• _Text for analysis_

==================================================

Deep Research is now Open — Agent-ModernColBERT¶
Source: LightOn Blog
Date: 2026-05-12
TL;DR¶
Agent-ModernColBERT is a 149M-parameter late-interaction retriever that adds ~10% accuracy over Reason-ModernColBERT on BrowseComp-Plus by treating agent reasoning traces as first-class retrieval signals. Paired with GPT-OSS-120B, it matches the original GPT-5 + Qwen3-Embed-8B stack while being 54× smaller than dense alternatives.
Core Idea: Don't Throw Away the Reasoning¶
In agentic search workflows, the agent typically decomposes the task, forms hypotheses, rules out dead ends, and decides what evidence it needs next. Standard pipelines discard this reasoning and search only on a rewritten keyword query.
AgentIR concatenates the agent's full reasoning trace directly into the retrieval query. When applied to late-interaction models, this yields a ~10% accuracy boost over already state-of-the-art Reason-ModernColBERT.

==================================================

• _Exercise 1_
In the Agent-ModernColBERT post, how many parameters does Agent-ModernColBERT have?
• _Exercise 2_
Reproduce the Agent-ModernColBERT post word for word, starting at "Deep Research is" and ending at "rewritten keyword query.".
• _Exercise 3_
Write the next part of the Agent-ModernColBERT post, continuing after its final sentence.
The stored lines are not needed for any of this work.

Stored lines
==================================================

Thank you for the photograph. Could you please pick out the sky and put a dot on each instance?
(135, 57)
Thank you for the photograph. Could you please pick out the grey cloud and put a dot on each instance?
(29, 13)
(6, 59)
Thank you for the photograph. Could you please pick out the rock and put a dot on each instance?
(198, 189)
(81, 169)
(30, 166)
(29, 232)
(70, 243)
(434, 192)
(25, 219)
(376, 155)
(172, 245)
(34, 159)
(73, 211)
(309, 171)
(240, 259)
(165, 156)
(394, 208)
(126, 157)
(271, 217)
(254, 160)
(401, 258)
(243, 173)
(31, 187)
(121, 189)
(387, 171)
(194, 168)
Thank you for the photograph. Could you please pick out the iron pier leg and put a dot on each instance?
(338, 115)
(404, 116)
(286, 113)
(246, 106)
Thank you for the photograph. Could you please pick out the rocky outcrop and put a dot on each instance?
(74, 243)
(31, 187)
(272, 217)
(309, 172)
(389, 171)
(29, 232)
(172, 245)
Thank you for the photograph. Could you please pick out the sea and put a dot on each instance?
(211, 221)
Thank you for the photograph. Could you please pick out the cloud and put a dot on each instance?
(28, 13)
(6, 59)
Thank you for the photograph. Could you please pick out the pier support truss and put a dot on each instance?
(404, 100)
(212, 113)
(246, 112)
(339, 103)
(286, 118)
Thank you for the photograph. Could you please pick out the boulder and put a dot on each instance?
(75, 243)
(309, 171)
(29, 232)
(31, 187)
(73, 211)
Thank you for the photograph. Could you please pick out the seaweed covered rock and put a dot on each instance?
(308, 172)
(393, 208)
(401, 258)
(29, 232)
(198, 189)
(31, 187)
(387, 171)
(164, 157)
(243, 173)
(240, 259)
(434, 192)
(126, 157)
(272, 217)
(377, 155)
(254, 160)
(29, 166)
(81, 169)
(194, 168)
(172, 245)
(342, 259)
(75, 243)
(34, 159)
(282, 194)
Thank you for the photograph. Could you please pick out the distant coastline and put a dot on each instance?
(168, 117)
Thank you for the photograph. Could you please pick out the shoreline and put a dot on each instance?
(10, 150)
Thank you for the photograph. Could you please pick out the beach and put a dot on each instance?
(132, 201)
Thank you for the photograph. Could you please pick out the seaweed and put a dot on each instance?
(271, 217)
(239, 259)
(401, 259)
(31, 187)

==================================================

• _Exercise result 1_
It has 149M parameters.

• _Exercise result 2_
Deep Research is now Open — Agent-ModernColBERT¶
Source: LightOn Blog
Date: 2026-05-12
TL;DR¶
Agent-ModernColBERT is a 149M-parameter late-interaction retriever that adds ~10% accuracy over Reason-ModernColBERT on BrowseComp-Plus by treating agent reasoning traces as first-class retrieval signals. Paired with GPT-OSS-120B, it matches the original GPT-5 + Qwen3-Embed-8B stack while being 54× smaller than dense alternatives.
Core Idea: Don't Throw Away the Reasoning¶
In agentic search workflows, the agent typically decomposes the task, forms hypotheses, rules out dead ends, and decides what evidence it needs next. Standard pipelines discard this reasoning and search only on a rewritten keyword query.

• _Exercise result 3_
The Agent-ModernColBERT Stack¶
| Attribute | Detail |
|---|---|
| Parameters | 149M |
| Architecture | Late-interaction retriever (ModernColBERT) |
| Training data | DR-Synth (synthetic agent trajectories) |
| Training time | ~5 minutes |
| Paired LLM | GPT-OSS-120B |
| BrowseComp-Plus accuracy | 72.53% |
- This exceeds the original GPT-5 + Qwen3-Embed-8B baseline from BrowseComp-Plus.
- Competitive with AgentIR-4B, a dense model 26× larger trained on identical data and prompts.
Why Late Interaction Wins for Agentic Queries¶
A standard query is short — keywords, an entity, a question. An agentic query is rich, containing hypotheses, intermediate reasoning, constraints, and descriptions of missing evidence. Compressing all of that into a single vector loses signal.
Late-interaction models keep token-level representations and compare query tokens against document tokens at retrieval time. When the query contains a reasoning trace, this is especially powerful: different parts of the trace can match different pieces of evidence in the document.
Why It Matters¶
- Efficiency: 149M parameters, 5-minute training, yet competitive with multi-billion-parameter dense retrievers.
- Open stack: Fully open-source (GPT-OSS-120B + Agent-ModernColBERT) matching closed GPT-5-level retrieval performance.
- Architectural insight: The performance gap in agentic retrieval is increasingly driven by how much query signal you preserve, not how many parameters you scale.